**SET EXERCISE**
Extract each line of the data and write it out again exactly.

— BEGIN MATERIAL FOR THIS EXERCISE —

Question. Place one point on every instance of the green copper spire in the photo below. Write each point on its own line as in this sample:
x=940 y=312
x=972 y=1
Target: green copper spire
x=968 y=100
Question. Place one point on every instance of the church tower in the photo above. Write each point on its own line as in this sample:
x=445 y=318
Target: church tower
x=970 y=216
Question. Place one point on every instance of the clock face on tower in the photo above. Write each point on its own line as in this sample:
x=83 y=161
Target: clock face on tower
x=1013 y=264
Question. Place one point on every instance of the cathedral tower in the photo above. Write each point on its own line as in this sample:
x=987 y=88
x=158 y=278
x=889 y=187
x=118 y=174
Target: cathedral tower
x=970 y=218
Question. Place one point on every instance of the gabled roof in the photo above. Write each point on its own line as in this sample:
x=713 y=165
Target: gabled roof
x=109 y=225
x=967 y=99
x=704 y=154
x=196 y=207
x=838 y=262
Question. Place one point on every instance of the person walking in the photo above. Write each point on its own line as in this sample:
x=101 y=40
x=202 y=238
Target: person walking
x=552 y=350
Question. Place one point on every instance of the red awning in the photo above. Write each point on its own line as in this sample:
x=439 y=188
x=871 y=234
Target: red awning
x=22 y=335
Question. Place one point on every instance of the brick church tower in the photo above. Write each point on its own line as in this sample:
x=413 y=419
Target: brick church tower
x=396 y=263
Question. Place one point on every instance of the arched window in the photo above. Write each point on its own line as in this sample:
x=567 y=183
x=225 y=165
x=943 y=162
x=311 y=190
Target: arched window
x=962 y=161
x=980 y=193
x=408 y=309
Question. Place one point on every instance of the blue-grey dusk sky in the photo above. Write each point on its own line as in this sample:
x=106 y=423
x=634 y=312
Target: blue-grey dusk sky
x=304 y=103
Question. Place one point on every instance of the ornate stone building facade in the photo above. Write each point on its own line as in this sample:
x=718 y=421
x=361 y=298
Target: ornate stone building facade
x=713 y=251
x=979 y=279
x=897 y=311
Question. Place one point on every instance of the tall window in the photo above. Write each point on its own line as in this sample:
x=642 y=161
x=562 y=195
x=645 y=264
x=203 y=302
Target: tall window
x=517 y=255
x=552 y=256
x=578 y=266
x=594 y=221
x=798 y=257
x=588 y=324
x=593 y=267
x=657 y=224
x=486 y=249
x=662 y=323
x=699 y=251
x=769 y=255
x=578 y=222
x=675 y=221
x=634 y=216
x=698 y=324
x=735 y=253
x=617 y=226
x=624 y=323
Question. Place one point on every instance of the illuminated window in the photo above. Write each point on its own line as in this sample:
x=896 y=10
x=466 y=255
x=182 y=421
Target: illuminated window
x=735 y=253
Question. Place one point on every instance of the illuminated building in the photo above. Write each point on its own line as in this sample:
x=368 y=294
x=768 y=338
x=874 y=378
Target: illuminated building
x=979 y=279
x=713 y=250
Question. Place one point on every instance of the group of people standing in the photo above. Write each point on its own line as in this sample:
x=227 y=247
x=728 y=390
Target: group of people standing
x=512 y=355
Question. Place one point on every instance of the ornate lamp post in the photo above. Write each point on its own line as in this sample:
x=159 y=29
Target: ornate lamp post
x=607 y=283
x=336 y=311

— END MATERIAL FOR THIS EXERCISE —

**SOLUTION TO THIS PROBLEM**
Question. Place one point on every instance of the green copper spire in the photo below. Write each point on its own line as in this sample:
x=940 y=312
x=972 y=1
Target: green copper spire
x=968 y=100
Question. Place one point on every instance of the church tower in the photo above. Write each point on its own line as in this sample:
x=445 y=318
Target: church tower
x=970 y=216
Question. Place one point on every instance of the clock face on tower in the photo above. Write each point on its own line as in this sample:
x=83 y=161
Target: clock face on tower
x=1013 y=264
Question. Place one point on every instance of the cathedral tower in the photo above. Write each point on its own line as in this sample:
x=987 y=88
x=158 y=278
x=889 y=187
x=118 y=174
Target: cathedral tower
x=970 y=218
Question. Place one point on every instance of the gabled roof in the photo above. Write each point on its own line as in this sample:
x=713 y=165
Target: gabled roof
x=109 y=225
x=967 y=99
x=704 y=154
x=196 y=207
x=838 y=262
Question. Place one point on every instance of the person walking in the photo above. Write each point on its own line as in this sample:
x=101 y=40
x=202 y=238
Target: person walking
x=552 y=350
Question. Place one point on every instance of the red awning in the photo above. Write each point on its own line as in this sample:
x=439 y=188
x=871 y=234
Target: red awning
x=22 y=335
Question. Place one point on every instance of the brick church tower in the photo above. Write each point on its own line as in this sample:
x=413 y=419
Target: brick church tower
x=396 y=263
Question. Place one point on every instance of the arched window in the photo above. Write each point on its own line as in this sample:
x=567 y=183
x=225 y=165
x=943 y=162
x=311 y=190
Target: arched window
x=962 y=161
x=980 y=193
x=408 y=309
Question. Place one point on every instance of the blue-grey dusk sky in the photo above. Write each point on its own line as in this sample:
x=106 y=423
x=634 y=312
Target: blue-grey dusk sky
x=304 y=103
Question. Place one point on every instance of the ornate stone building facade in the photo above. Write each point on its own line as in this sample:
x=718 y=421
x=361 y=298
Target: ornate stone building facade
x=713 y=251
x=979 y=279
x=897 y=311
Question. Place one point on every instance of the tall window in the photo above. Write each point on its own line as in this sample:
x=642 y=161
x=562 y=195
x=645 y=264
x=203 y=302
Target: tall window
x=517 y=255
x=552 y=256
x=578 y=266
x=594 y=221
x=798 y=257
x=588 y=324
x=593 y=267
x=657 y=224
x=486 y=249
x=662 y=323
x=699 y=251
x=769 y=255
x=578 y=222
x=675 y=221
x=634 y=216
x=698 y=324
x=735 y=253
x=617 y=226
x=624 y=323
Question. Place one point on every instance of the illuminated window in the photo above. Write each point on its own line as in this sample:
x=896 y=10
x=466 y=255
x=182 y=421
Target: illuminated window
x=735 y=253
Question. Place one point on every instance of the illuminated building in the photo above. Write each point on its own line as in this sample:
x=368 y=294
x=768 y=338
x=874 y=378
Target: illuminated building
x=979 y=279
x=713 y=250
Question. Place one point on every instance of the group of people standing in the photo above. Write each point on its own line as in this sample:
x=227 y=247
x=728 y=390
Target: group of people standing
x=512 y=355
Question. Place one point on every instance of the ornate lamp post in the photo above. Write each point on its own line as in this sample:
x=159 y=29
Target: ornate lamp post
x=607 y=283
x=336 y=311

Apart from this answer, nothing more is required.